JOB A: In the text below on shared research computing, what is the name of the University of Washington's first shared high-performance computing cluster?

TEXT PROVIDED:
--------------------------------
Learning To Share

With a centrally managed data center, researchers can have their cake—supercomputing power at lower cost—and eat it too. Yet convincing them to pool resources can be a tricky political process

With a centrally managed data center, researchers can have their cake—supercomputing power at lower cost—and eat it too. Yet convincing them to pool resources can be a tricky political process

As 2010 began, the University of Washington was preparing to launch its first shared high-performance computing cluster, a 1,500-node system called Hyak, dedicated to research activities.

Like other research universities, UW had learned the hard way that having faculty members purchase and run their own high-performance computing nodes in multiple small data centers scattered across campus is inefficient and expensive. In many cases in those settings, the CPUs are active only 10 to 15 percent of the time, and, in the absence of coordination, the effectiveness of data centers drops off over time. These kinds of inefficiencies can impel research faculty to leave the university, resulting in data center capacity going unused.
--------------------------------
RECORDS FOR THE EXERCISE:
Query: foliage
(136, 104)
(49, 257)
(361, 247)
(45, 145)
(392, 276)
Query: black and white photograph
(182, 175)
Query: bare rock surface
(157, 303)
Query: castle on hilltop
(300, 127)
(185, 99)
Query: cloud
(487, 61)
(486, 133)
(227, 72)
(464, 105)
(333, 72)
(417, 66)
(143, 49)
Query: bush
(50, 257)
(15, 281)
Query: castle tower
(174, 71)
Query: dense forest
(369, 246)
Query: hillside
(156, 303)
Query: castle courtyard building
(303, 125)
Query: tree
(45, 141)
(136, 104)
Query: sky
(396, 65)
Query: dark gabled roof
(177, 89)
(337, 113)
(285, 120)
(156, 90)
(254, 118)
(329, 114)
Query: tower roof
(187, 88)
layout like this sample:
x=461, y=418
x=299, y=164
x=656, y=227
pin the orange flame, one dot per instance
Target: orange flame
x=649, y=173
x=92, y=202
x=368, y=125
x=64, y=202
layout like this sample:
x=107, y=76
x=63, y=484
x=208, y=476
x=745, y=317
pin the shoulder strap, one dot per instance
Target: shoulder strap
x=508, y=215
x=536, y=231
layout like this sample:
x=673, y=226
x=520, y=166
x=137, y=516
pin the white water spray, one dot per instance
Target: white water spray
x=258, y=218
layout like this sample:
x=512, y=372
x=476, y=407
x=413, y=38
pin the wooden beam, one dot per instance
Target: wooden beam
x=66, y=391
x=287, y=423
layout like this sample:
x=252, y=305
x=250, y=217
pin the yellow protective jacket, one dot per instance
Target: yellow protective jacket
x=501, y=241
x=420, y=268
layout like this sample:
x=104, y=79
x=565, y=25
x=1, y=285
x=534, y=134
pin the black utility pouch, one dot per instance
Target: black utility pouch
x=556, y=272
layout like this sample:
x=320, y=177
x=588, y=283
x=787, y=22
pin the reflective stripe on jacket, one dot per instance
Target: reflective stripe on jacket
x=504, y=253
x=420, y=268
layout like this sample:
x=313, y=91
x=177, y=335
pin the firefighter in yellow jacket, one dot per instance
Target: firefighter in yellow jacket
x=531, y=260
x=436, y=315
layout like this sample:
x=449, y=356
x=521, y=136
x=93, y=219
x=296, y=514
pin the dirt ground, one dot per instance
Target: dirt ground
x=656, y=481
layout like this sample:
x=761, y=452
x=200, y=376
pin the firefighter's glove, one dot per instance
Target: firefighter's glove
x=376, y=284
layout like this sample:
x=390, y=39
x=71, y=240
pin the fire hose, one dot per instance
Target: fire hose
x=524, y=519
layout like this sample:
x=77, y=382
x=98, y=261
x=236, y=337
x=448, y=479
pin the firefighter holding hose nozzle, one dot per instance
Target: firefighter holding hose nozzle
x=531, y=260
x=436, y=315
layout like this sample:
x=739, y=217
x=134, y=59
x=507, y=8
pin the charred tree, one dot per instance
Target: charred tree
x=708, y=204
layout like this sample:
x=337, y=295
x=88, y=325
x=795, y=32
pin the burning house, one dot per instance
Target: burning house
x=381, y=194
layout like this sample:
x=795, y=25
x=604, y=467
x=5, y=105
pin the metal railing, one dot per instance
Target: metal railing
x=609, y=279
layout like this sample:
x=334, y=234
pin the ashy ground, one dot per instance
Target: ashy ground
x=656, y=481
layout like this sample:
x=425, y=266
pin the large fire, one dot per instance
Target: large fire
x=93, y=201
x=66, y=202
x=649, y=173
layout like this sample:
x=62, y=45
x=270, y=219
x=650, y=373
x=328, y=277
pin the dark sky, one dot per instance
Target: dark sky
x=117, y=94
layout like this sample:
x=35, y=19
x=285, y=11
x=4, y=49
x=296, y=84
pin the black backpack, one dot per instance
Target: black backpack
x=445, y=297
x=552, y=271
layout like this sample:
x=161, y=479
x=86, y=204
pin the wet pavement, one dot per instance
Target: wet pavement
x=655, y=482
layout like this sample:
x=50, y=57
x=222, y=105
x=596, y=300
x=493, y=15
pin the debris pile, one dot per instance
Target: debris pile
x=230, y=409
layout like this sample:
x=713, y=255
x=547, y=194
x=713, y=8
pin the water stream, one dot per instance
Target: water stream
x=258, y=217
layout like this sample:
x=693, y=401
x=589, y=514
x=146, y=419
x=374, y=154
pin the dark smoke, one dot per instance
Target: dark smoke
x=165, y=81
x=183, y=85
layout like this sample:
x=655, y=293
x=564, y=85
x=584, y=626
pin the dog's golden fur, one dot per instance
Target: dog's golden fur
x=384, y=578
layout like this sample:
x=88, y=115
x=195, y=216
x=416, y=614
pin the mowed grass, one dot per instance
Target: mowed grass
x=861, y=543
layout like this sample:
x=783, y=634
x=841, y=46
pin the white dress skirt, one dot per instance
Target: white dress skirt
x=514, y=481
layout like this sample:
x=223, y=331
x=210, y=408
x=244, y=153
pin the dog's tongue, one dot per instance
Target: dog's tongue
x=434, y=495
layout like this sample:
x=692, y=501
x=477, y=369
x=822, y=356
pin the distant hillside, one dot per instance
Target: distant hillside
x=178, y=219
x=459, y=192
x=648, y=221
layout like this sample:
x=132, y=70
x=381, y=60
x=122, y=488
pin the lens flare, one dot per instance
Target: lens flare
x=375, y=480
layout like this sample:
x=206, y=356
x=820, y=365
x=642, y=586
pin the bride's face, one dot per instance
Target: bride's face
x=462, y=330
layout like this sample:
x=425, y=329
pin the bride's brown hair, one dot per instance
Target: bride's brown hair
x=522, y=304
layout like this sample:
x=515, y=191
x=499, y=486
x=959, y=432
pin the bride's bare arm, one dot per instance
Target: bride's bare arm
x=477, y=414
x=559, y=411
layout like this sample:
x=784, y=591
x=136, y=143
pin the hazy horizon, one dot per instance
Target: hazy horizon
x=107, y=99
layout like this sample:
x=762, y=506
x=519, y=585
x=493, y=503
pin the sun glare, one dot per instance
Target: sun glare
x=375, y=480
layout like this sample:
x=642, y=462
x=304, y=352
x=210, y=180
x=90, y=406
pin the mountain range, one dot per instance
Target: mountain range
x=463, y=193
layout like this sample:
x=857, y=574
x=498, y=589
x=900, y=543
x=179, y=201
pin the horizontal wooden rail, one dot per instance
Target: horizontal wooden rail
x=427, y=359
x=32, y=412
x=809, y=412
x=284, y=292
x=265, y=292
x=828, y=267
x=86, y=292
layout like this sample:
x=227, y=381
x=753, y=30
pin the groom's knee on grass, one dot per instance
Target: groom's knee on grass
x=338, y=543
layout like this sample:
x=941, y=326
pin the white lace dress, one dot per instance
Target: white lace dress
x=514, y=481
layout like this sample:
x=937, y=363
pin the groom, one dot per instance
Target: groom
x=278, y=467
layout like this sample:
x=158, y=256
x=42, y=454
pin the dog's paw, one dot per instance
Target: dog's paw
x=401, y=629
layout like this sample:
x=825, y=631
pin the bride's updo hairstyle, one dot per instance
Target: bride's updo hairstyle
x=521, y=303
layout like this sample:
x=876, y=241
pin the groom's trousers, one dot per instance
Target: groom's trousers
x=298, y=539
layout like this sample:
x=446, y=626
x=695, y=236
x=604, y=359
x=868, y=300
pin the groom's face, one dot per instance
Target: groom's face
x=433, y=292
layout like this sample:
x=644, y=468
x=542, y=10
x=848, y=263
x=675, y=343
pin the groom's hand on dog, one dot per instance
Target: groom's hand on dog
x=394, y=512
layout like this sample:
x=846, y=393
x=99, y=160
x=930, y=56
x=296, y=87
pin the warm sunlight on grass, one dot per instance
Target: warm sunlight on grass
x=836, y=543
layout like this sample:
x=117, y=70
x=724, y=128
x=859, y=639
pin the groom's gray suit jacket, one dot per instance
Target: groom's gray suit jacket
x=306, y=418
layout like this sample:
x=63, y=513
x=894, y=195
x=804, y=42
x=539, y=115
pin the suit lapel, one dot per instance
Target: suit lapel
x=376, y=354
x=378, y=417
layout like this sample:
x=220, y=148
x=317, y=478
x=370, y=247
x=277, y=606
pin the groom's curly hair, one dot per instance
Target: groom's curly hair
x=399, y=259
--------------------------------
JOB B: Gather every line from the rows above that contains the word "updo", copying each one unchanged.

WRITTEN ANSWER A: Hyak

WRITTEN ANSWER B:
pin the bride's updo hairstyle, one dot per instance
Target: bride's updo hairstyle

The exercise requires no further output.